== EXERCISE INSTRUCTIONS ==
Reproduce the entire text on the Piezo1 channel and calcium signaling below, word for word, including its title.

== TEXT EXCERPT ==
━━━━━━━━
Mechanosensitive channel Piezo1 in calcium dynamics: structure, function, and emerging therapeutic strategies

Piezo1, a trimeric mechanosensitive cation channel discovered in 2010 and recognized with the 2021 Nobel Prize for its seminal role in mechanotransduction, has emerged as a key transducer of mechanical forces into calcium ions (Ca²⁺) signaling. Its distinctive propeller-like structure confers high mechanosensitivity, enabling rapid and graded Ca²⁺ influx under diverse mechanical stimuli such as shear stress, stretch, or compression. This Ca²⁺ entry establishes localized nanodomains and amplifies signals via Ca²⁺-induced Ca²⁺ release, thereby activating a spectrum of downstream effectors including CaMKII, NFAT, and YAP/TAZ. Through these pathways, Piezo1 orchestrates critical physiological processes including vascular tone, skeletal remodeling, immune responses, neural plasticity, and organ development. Conversely, its dysregulation drives numerous pathologies, ranging from hypertension and atherosclerosis to neurodegeneration, fibrosis, osteoarthritis, and cancer. Advances in pharmacological modulators (e.g., Yoda1, GsMTx4), gene-editing, and nanomedicine underscore promising therapeutic opportunities, though challenges persist in tissue specificity, off-target effects, and nonlinear Ca²⁺ dynamics. This review synthesizes current knowledge on Piezo1-mediated Ca²⁺ signaling, delineates its dual roles in physiology and disease, and evaluates emerging therapeutic strategies. Future integration of structural biology, systems mechanobiology, and artificial intelligence is poised to enable precision targeting of Piezo1 in clinical practice.
━━━━━━━━
== EXTRACTED DATA ==
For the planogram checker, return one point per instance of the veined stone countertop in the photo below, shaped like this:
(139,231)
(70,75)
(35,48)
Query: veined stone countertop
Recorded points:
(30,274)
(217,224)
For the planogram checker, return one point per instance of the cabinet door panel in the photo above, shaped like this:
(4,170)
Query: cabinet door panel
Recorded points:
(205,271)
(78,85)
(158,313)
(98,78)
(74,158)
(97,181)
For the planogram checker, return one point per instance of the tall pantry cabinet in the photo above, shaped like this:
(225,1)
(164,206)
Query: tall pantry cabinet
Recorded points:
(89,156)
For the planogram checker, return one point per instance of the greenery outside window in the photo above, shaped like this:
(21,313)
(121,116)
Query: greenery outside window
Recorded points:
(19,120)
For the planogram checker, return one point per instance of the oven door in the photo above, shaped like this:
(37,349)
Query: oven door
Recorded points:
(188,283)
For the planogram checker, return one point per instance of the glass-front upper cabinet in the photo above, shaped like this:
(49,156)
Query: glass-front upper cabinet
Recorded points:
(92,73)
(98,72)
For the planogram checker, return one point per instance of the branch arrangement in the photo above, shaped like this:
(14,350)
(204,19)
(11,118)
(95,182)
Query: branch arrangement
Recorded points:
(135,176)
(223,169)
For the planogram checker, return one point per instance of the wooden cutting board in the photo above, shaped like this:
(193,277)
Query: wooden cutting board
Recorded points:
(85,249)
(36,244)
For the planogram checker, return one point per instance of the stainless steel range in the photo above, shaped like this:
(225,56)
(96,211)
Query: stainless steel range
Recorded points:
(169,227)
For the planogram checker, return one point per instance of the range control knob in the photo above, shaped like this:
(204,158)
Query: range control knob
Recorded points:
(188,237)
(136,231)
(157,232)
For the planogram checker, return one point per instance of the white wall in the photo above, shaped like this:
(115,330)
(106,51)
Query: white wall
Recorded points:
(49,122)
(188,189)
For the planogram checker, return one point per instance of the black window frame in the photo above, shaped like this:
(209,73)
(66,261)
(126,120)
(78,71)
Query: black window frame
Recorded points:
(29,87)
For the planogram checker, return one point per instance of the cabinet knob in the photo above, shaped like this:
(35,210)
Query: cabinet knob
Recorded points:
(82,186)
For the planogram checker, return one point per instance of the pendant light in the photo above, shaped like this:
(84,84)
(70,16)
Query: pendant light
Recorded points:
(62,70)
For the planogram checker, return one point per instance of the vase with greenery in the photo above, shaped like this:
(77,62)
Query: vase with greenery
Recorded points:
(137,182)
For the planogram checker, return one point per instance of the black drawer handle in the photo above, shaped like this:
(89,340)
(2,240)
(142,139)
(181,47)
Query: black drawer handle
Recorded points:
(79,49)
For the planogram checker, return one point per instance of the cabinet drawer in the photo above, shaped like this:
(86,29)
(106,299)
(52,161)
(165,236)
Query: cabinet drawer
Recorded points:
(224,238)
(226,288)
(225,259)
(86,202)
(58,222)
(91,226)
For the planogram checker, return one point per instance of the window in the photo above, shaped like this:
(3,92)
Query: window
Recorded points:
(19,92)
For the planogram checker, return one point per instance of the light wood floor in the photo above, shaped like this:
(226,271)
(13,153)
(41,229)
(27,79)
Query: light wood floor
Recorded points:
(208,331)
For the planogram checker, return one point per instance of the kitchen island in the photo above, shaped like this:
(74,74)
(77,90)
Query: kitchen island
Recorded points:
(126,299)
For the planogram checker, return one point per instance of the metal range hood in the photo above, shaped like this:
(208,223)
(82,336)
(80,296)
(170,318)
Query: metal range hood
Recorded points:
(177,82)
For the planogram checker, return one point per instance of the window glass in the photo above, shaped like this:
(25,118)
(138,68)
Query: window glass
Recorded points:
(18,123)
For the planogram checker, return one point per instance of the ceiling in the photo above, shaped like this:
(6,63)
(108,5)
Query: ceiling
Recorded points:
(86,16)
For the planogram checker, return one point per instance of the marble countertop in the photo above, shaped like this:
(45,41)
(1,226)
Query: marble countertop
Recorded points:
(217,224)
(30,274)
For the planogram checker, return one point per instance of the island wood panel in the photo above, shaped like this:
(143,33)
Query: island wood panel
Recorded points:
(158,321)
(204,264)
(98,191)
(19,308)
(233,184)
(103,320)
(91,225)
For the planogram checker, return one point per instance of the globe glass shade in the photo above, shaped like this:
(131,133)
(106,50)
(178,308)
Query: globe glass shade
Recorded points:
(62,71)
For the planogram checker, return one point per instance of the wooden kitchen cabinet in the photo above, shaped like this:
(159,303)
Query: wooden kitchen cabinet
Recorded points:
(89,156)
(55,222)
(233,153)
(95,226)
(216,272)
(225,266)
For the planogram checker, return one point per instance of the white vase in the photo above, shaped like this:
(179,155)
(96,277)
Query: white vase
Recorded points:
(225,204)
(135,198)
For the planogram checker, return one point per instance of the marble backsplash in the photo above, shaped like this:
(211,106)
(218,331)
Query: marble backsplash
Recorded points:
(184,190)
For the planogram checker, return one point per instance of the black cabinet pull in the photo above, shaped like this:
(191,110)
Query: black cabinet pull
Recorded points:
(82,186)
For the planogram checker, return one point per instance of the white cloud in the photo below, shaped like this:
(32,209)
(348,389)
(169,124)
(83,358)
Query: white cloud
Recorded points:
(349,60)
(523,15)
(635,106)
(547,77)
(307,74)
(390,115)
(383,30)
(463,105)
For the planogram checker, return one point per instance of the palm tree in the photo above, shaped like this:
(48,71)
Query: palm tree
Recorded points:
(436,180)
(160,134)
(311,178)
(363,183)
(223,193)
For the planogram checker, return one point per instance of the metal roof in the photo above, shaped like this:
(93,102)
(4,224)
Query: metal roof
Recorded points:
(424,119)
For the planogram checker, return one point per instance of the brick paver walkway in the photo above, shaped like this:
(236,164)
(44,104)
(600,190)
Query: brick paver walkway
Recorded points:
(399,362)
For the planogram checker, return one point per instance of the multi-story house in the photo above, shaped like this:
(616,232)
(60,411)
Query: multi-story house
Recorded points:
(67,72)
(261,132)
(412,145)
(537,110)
━━━━━━━━
== OUTPUT OF THE TASK ==
Mechanosensitive channel Piezo1 in calcium dynamics: structure, function, and emerging therapeutic strategies

Piezo1, a trimeric mechanosensitive cation channel discovered in 2010 and recognized with the 2021 Nobel Prize for its seminal role in mechanotransduction, has emerged as a key transducer of mechanical forces into calcium ions (Ca²⁺) signaling. Its distinctive propeller-like structure confers high mechanosensitivity, enabling rapid and graded Ca²⁺ influx under diverse mechanical stimuli such as shear stress, stretch, or compression. This Ca²⁺ entry establishes localized nanodomains and amplifies signals via Ca²⁺-induced Ca²⁺ release, thereby activating a spectrum of downstream effectors including CaMKII, NFAT, and YAP/TAZ. Through these pathways, Piezo1 orchestrates critical physiological processes including vascular tone, skeletal remodeling, immune responses, neural plasticity, and organ development. Conversely, its dysregulation drives numerous pathologies, ranging from hypertension and atherosclerosis to neurodegeneration, fibrosis, osteoarthritis, and cancer. Advances in pharmacological modulators (e.g., Yoda1, GsMTx4), gene-editing, and nanomedicine underscore promising therapeutic opportunities, though challenges persist in tissue specificity, off-target effects, and nonlinear Ca²⁺ dynamics. This review synthesizes current knowledge on Piezo1-mediated Ca²⁺ signaling, delineates its dual roles in physiology and disease, and evaluates emerging therapeutic strategies. Future integration of structural biology, systems mechanobiology, and artificial intelligence is poised to enable precision targeting of Piezo1 in clinical practice.